**Work to complete:**
a) Which people are named in the column about Elon Musk and antisemitism? List every one.
b) In the column about Elon Musk and antisemitism, how many worshipers were shot to death in the 2018 Pittsburgh synagogue shooting?
c) Repeat word for word the part of the column about Elon Musk and antisemitism that opens with the words containing "Musk replied to" and closes with "the white majority.".

**Quoted passage:**
'''

Column: Elon Musk is an antisemite. What can anyone do about it?
The question of how you solve a problem like Elon Musk has crossed the line from an amusing little parlor game to an issue with serious implications for anyone doing business with him, including major corporations and the U.S. government.
Little that Musk says or does escapes popular notice, but a tweet he posted Wednesday on X, the platform he owns which was formerly known as Twitter, is in a category all his own.
Musk replied to a user’s antisemitic tweet accusing Jewish communities of “pushing the exact kind of …hatred against whites that they claim to want people to stop using against them.” The user went on to accuse “western Jewish populations” of supporting the flooding of the U.S. by “hordes of minorities.”
Musk’s reply was: “You have said the actual truth.” Within hours, his tweet had attracted more than 6 million views.
Monitors of far-right tenets recognize this one as the “great replacement theory.” It holds that Jews are behind a movement to import nonwhite immigrants in order to diminish the political standing of the white majority.
The American Jewish Committee, in a tweet of its own, called it “the deadliest antisemitic conspiracy theory in modern U.S. history.”
You have said the actual truth.
— Elon Musk endorses an openly antisemitic tweet
A white nationalist and Nazi claim, it was the theme of the antisemitic “unite the right” rally in Charlottesville, Va., in 2017 and the motivation behind the Pittsburgh synagogue shooting in 2018, in which 11 worshipers were shot to death.
The perpetrator of the synagogue terror attack, Robert Bowers, has been sentenced to death.
This is not the first time that Musk has purveyed antisemitism on X. In September, he accused the Anti-Defamation League of destroying much of the value of X by pressuring advertisers to abandon the platform.
“The ADL, because they are so aggressive in their demands to ban social media accounts for even minor infractions, are ironically the biggest generators of anti-Semitism on this platform,” Musk tweeted.
He was responding to a tweet quoting the far-right conspiracy-monger Alex Jones calling the Anti-Defamation League “the most pro-Hitler organization I’ve ever seen.” Musk asserted that the ADL is “somehow complicit in creating the very thing they complain about!”
Musk’s decimation of the content-moderation team at X has opened the gates to a torrent of antisemitic, racist and hate speech of all varieties at the platform.
Linda Yaccarino, the former television executive whom Musk appointed CEO of X in May, has claimed in tweets and other public statements that the platform is acting aggressively against hate speech.

'''

**Data section:**
'''

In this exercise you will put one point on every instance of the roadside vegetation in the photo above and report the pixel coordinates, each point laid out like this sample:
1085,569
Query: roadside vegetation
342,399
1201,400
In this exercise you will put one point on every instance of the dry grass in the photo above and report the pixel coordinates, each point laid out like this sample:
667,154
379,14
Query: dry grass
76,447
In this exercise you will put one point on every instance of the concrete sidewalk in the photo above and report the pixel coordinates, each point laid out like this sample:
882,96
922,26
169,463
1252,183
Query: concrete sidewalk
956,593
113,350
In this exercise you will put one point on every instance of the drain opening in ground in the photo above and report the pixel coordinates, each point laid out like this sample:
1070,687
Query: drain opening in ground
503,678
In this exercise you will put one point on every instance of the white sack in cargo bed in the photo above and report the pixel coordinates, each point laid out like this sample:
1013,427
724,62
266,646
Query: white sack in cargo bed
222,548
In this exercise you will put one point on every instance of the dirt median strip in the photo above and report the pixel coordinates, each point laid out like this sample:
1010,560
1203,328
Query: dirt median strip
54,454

'''

**Solutions to the tasks:**
a) Elon Musk, Robert Bowers, Alex Jones, Linda Yaccarino

b) 11 worshipers were shot to death.

c)
Musk replied to a user’s antisemitic tweet accusing Jewish communities of “pushing the exact kind of …hatred against whites that they claim to want people to stop using against them.” The user went on to accuse “western Jewish populations” of supporting the flooding of the U.S. by “hordes of minorities.”
Musk’s reply was: “You have said the actual truth.” Within hours, his tweet had attracted more than 6 million views.
Monitors of far-right tenets recognize this one as the “great replacement theory.” It holds that Jews are behind a movement to import nonwhite immigrants in order to diminish the political standing of the white majority.